## DIRECTIONS
Can you reproduce the rows from the start through the line containing "top-left (0, 0), bottom-right (449, 297)", that line included, requests and all, while adding 54 to every coordinate in the result boxes but leaving the numbers in the requests and their format samples unchanged?

Detection annotation rows

┌──

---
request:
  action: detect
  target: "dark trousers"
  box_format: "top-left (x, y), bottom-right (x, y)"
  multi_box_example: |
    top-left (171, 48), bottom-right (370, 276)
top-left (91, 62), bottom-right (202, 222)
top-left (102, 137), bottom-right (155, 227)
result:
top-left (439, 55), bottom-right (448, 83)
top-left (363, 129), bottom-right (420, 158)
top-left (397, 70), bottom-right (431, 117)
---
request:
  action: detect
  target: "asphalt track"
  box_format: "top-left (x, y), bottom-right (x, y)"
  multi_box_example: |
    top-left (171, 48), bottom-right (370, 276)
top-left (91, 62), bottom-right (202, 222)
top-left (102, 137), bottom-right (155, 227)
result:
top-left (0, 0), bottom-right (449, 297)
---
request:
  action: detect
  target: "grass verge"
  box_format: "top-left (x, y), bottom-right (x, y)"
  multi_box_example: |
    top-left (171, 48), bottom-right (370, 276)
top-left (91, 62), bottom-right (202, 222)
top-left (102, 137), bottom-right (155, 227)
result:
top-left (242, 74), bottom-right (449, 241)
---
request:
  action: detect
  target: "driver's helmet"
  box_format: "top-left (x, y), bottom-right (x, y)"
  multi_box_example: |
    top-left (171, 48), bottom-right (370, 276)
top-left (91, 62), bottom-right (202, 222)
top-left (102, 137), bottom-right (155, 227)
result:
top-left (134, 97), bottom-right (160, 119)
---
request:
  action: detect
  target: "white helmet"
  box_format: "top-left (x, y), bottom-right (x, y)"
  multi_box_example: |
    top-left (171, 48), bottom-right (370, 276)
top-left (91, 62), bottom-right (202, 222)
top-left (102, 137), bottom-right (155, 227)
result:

└──

## EXERCISE SOLUTION
---
request:
  action: detect
  target: "dark trousers"
  box_format: "top-left (x, y), bottom-right (x, y)"
  multi_box_example: |
    top-left (171, 48), bottom-right (370, 276)
top-left (91, 62), bottom-right (202, 222)
top-left (102, 137), bottom-right (155, 227)
result:
top-left (493, 109), bottom-right (502, 137)
top-left (417, 183), bottom-right (474, 212)
top-left (451, 124), bottom-right (485, 171)
---
request:
  action: detect
  target: "asphalt track"
  box_format: "top-left (x, y), bottom-right (x, y)"
  multi_box_example: |
    top-left (171, 48), bottom-right (370, 276)
top-left (91, 62), bottom-right (202, 222)
top-left (102, 137), bottom-right (155, 227)
result:
top-left (54, 54), bottom-right (503, 351)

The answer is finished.